● RECORD EXCERPTS
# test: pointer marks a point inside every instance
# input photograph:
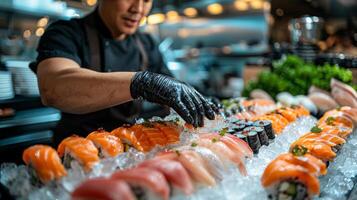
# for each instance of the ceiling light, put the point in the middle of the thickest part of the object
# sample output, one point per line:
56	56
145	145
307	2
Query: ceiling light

● WHAT THIS TASK INVOLVES
Could you copy out the lines above word for word, with the picture left out?

● SOLUTION BELOW
# test: pointer marks a point inside every instance
# input photograph:
# for each instance of the ceiling light, put the point in the middle of the thickest part of the object
# sample output, one point per line:
56	56
145	145
307	2
Query: ceiling light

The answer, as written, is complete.